Selected extract:
*** Begin section ***

Mr. Barrier was born and raised in Burke County. He served in the U.S. Army before later becoming the owner and publisher of Blue Ridge Christian News.

He told The Epoch Times that, as a conservative, he was fed up with big spending in government.

He ran a survey on social media to gauge residents’ view of the megasite project and found that out of 300 to 400 responses, “an overwhelming majority” were against it, he said.

He said a government board’s function is to provide essential services, adding that beyond that, government officials risk transgressing their roles as employees who work for the citizens who hired them.

“The commissioners have continued to build buildings, buy property, and overspend,” Mr. Barrier said. “I’m not saying everything they’ve done is terrible, but it’s not been fiscally conservative in providing essential services to the county.”

And like many local government projects, it’s done with “little transparency,” Mr. Barrier said.

He referenced South Carolina state Rep. Adam Morgan’s speech in the legislature highlighting what’s become a great divide between politicians and their constituents, who “want their tax money spent on core government functions” such as roads and schools instead of billion-dollar big corporation projects.

*** End section ***

Information supplied:
*** Begin section ***

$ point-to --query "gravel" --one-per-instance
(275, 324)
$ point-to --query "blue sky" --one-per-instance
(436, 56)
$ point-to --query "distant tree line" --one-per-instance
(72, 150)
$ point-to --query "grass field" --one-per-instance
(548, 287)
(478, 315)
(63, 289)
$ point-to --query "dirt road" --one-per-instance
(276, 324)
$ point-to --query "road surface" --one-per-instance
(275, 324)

*** End section ***

What to do:
1) In the passage about Mr. Barrier, which publication did he own and publish?
2) Continue the passage about Mr. Barrier and the megasite project from where it stops.

Set of answers:
1) Blue Ridge Christian News

2)
“They don’t want us in here trying to play this government planning thing where we in our bureaus can figure out where the jobs should be, who should be employed, how much money should be allocated where in the private sector,” he said. “It never works. It’s socialism. It’s never worked anywhere before, so what are we doing trying to do it here?”

Mr. Barrier said he couldn’t have said it better himself.

“These people get elected and then they think they just know better what’s best for the citizens regardless of what the citizens want,” Mr. Barrier said.  

If he had found that a majority of residents wanted an EV battery plant, he would have—despite his personal opinions—campaigned in favor of the development, he said.

But this isn’t the case, he added, and Stop BLJM may be putting the commissioners in a position where they will “be forced to listen.”

“I think they’ve brought up enough awareness and they may keep enough pressure on them that things will have to change,” Mr. Barrier said.

The Epoch Times contacted Burke County Manager Epley for comment.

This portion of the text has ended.